══ DATA EXCERPTS ══

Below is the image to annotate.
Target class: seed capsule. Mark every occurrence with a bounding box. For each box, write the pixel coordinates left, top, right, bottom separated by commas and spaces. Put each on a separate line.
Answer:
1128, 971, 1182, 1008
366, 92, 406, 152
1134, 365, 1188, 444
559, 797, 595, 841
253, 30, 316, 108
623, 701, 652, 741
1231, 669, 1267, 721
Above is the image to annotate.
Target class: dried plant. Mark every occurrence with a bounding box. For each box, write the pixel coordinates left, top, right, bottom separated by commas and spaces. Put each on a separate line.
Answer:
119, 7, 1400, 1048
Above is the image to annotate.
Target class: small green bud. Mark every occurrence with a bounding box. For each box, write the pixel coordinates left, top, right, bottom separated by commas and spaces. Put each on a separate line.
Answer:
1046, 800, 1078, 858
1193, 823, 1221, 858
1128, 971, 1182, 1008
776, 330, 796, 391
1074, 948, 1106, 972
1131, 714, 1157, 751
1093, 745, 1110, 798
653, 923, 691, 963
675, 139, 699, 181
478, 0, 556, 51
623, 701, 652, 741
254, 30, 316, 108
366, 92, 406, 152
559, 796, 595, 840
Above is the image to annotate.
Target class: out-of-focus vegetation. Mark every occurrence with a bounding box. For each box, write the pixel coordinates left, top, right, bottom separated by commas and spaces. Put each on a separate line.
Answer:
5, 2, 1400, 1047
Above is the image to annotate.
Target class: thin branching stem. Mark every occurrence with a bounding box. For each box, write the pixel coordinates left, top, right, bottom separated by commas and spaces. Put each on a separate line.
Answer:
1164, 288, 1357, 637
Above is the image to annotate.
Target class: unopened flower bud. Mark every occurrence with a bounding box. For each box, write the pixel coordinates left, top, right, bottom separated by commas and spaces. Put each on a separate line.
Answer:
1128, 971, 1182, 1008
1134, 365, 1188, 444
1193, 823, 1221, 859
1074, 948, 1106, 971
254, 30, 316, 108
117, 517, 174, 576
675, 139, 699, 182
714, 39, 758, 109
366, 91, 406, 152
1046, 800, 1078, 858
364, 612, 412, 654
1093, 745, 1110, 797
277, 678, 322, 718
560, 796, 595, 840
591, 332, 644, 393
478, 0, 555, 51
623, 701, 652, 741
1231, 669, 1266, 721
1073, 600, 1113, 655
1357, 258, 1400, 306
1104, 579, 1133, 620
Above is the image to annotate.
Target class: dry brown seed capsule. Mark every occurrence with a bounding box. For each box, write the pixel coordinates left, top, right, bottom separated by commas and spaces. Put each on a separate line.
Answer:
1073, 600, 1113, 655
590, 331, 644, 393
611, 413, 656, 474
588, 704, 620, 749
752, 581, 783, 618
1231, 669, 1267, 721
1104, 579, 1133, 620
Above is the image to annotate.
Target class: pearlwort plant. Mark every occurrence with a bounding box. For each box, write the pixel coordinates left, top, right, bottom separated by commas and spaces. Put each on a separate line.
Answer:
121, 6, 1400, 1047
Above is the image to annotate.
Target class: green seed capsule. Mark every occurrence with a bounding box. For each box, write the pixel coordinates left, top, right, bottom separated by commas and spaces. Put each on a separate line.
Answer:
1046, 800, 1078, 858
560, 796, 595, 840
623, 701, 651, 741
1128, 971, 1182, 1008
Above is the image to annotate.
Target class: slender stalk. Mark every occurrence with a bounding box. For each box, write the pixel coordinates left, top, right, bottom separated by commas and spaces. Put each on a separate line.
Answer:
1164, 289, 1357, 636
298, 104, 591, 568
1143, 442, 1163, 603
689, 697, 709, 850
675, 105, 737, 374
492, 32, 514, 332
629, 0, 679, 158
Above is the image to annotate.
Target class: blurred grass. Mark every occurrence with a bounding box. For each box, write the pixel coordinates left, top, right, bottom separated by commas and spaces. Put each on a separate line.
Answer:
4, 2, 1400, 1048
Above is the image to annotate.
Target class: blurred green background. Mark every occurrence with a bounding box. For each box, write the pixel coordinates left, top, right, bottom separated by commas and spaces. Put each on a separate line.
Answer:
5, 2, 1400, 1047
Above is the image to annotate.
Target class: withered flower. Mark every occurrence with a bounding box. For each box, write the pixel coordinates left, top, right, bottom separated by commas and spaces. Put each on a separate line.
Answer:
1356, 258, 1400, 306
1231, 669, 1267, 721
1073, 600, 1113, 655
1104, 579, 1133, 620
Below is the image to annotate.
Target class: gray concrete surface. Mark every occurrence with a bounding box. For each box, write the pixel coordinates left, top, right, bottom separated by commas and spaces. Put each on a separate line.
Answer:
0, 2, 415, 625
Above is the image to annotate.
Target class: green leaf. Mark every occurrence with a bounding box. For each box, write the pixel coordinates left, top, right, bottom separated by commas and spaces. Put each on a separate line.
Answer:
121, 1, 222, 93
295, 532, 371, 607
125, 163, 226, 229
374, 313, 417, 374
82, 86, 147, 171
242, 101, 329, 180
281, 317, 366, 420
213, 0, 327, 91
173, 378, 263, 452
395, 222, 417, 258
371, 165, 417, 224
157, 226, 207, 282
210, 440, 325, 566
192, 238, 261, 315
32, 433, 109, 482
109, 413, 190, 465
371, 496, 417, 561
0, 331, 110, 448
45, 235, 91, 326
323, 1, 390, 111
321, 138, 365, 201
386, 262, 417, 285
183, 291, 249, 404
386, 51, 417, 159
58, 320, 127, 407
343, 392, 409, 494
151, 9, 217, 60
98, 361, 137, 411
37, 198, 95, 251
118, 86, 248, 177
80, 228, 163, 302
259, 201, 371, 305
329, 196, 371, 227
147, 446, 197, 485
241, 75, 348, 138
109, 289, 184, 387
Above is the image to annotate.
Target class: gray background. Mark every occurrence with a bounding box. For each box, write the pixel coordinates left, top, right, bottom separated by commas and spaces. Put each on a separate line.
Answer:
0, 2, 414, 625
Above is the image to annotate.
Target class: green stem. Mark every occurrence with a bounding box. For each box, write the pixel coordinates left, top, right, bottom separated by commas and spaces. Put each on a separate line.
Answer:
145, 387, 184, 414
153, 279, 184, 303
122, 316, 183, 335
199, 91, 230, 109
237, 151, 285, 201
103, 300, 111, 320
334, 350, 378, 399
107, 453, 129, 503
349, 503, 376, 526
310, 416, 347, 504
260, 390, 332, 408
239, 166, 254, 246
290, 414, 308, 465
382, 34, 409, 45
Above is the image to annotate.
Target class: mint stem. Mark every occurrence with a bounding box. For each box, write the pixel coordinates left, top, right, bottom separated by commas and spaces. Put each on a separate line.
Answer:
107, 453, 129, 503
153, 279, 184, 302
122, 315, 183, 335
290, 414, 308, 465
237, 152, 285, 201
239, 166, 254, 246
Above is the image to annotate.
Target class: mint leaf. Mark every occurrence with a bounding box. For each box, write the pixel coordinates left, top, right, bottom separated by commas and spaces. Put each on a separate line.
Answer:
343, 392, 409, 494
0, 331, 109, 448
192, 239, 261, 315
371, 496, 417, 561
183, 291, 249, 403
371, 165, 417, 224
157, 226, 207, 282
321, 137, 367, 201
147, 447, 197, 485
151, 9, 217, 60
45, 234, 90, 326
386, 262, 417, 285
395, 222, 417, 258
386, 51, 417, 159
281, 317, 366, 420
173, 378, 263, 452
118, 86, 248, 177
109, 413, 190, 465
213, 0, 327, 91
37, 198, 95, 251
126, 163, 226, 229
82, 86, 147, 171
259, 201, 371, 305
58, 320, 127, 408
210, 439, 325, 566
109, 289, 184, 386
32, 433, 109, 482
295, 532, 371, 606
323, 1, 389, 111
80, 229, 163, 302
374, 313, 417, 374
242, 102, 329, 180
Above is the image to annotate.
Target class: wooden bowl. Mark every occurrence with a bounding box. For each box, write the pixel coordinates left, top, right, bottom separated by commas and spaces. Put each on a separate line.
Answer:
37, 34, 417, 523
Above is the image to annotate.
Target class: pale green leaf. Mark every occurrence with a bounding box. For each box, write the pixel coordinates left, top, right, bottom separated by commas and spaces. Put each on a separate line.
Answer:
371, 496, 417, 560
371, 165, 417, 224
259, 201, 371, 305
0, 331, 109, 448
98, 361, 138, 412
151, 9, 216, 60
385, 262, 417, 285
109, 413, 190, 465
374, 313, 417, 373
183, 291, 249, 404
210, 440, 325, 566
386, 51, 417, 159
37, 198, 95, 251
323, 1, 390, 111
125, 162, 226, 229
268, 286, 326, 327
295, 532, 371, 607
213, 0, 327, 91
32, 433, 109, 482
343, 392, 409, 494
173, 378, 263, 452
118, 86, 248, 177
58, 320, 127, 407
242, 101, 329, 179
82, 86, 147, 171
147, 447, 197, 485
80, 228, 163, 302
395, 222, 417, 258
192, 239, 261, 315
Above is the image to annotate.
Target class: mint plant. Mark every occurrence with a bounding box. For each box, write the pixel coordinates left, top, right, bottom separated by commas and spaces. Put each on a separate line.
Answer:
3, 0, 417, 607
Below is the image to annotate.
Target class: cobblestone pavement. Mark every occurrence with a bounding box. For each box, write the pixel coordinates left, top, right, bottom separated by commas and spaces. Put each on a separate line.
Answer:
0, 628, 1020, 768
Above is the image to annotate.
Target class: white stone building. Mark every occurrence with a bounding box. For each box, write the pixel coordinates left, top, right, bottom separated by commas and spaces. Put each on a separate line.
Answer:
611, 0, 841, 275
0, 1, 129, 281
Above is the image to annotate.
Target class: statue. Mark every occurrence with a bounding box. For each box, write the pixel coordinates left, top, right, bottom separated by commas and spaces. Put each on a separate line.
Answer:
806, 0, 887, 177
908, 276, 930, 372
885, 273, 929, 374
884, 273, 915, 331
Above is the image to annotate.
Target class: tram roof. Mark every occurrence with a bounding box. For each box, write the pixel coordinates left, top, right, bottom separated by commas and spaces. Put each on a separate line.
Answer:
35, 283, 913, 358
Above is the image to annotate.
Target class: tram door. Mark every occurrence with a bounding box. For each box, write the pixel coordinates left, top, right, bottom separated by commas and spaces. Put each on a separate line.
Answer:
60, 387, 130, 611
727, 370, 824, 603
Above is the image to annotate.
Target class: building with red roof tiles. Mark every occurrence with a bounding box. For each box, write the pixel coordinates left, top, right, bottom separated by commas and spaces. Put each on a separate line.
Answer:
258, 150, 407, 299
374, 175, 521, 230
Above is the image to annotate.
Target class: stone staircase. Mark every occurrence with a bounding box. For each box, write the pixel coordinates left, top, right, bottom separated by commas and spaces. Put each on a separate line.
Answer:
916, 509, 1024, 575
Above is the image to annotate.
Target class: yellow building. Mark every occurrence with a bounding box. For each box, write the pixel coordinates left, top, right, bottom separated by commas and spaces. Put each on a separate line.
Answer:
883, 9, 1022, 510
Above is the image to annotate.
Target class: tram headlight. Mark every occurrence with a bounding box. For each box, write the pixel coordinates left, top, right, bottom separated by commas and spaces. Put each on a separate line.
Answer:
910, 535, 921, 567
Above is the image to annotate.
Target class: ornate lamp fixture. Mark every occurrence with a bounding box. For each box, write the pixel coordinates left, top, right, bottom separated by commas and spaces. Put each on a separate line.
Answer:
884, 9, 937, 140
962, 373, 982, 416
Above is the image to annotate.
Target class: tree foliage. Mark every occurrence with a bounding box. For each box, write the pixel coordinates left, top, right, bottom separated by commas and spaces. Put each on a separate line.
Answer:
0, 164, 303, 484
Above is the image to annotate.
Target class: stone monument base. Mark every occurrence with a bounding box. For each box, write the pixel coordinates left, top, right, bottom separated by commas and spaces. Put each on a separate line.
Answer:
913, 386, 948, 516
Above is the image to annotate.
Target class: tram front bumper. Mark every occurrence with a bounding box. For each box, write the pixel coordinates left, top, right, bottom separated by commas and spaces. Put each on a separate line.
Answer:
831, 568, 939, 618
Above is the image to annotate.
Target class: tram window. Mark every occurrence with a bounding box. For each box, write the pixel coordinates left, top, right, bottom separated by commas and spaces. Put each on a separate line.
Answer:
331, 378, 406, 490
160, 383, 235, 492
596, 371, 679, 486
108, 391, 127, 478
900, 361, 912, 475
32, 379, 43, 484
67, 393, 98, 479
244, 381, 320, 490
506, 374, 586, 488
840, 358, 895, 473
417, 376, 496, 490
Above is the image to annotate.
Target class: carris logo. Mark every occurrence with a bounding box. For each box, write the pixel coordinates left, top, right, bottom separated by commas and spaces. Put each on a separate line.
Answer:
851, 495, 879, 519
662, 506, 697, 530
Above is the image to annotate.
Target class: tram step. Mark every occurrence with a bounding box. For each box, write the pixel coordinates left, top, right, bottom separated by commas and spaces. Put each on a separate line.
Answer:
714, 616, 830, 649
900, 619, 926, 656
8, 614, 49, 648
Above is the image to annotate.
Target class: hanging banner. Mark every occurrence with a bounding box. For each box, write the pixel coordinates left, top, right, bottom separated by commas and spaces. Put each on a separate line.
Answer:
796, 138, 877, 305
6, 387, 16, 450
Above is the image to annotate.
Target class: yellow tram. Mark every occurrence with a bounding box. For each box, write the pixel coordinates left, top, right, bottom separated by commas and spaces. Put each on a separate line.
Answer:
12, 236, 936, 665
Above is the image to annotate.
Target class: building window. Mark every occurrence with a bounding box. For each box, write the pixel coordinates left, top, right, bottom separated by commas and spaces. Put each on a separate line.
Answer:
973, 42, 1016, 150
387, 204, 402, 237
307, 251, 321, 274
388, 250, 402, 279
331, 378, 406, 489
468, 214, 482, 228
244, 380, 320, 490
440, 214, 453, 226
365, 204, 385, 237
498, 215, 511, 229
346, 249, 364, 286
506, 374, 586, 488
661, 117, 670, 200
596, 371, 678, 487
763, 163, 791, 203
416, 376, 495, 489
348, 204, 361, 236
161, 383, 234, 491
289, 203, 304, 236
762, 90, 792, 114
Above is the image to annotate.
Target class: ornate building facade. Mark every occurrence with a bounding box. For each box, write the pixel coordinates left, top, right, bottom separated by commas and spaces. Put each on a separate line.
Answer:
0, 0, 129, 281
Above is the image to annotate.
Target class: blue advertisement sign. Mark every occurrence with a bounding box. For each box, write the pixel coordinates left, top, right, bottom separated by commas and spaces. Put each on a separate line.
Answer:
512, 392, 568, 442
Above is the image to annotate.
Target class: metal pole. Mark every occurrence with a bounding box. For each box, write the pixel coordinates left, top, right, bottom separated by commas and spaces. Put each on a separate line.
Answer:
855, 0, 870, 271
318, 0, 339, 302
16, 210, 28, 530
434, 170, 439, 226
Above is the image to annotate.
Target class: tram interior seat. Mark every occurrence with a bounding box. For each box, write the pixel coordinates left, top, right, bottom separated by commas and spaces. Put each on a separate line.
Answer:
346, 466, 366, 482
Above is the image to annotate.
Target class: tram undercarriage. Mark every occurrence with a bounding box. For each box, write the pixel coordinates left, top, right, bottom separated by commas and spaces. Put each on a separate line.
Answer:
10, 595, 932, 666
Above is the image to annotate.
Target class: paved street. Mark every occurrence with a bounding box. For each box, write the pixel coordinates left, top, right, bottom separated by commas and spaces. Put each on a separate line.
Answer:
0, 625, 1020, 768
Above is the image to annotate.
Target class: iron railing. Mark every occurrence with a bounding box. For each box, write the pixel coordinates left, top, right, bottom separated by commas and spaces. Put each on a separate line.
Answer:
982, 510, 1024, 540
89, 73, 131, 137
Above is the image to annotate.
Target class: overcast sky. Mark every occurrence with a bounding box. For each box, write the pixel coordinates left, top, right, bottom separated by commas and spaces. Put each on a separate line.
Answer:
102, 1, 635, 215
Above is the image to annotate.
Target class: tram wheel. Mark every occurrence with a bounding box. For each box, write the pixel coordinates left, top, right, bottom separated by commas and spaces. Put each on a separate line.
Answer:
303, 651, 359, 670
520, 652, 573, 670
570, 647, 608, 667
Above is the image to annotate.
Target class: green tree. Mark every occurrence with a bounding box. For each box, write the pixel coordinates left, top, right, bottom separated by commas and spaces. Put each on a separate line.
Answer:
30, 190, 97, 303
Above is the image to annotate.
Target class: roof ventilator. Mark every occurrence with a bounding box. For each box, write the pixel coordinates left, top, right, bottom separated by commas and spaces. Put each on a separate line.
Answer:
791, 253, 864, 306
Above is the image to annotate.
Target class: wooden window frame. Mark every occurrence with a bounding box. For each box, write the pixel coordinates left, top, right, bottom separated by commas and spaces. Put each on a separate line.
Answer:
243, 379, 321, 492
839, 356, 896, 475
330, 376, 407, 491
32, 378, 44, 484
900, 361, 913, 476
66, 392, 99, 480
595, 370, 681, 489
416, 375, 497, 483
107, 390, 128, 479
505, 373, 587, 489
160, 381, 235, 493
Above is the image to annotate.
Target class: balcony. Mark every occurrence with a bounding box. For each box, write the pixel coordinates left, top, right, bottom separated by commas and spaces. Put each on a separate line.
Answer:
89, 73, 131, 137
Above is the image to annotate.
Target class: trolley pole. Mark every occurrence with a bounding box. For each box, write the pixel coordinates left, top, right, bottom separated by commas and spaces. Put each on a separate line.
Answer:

═══

WHAT NEEDS TO BE DONE.
Search the material for the string "window" and return each line that has it.

THE COMPLETED TASK.
Target class: tram window. Mark every occurrence with a bounding box. For each box, write the pixel coordinates left, top, right, bottom separated by commas and spaces. Put each on a separate line.
Target class: building window. Mark every occurrence with a bounding box. For each box, write the pixel coordinates left, top, right, bottom separated by commas and spaces. Put each on a separate line.
Target class: wooden window frame. Mark every occurrence with a bounding box. For each box, write the pixel coordinates left, top, right, bottom separated by commas and spaces. Put each on a separate line.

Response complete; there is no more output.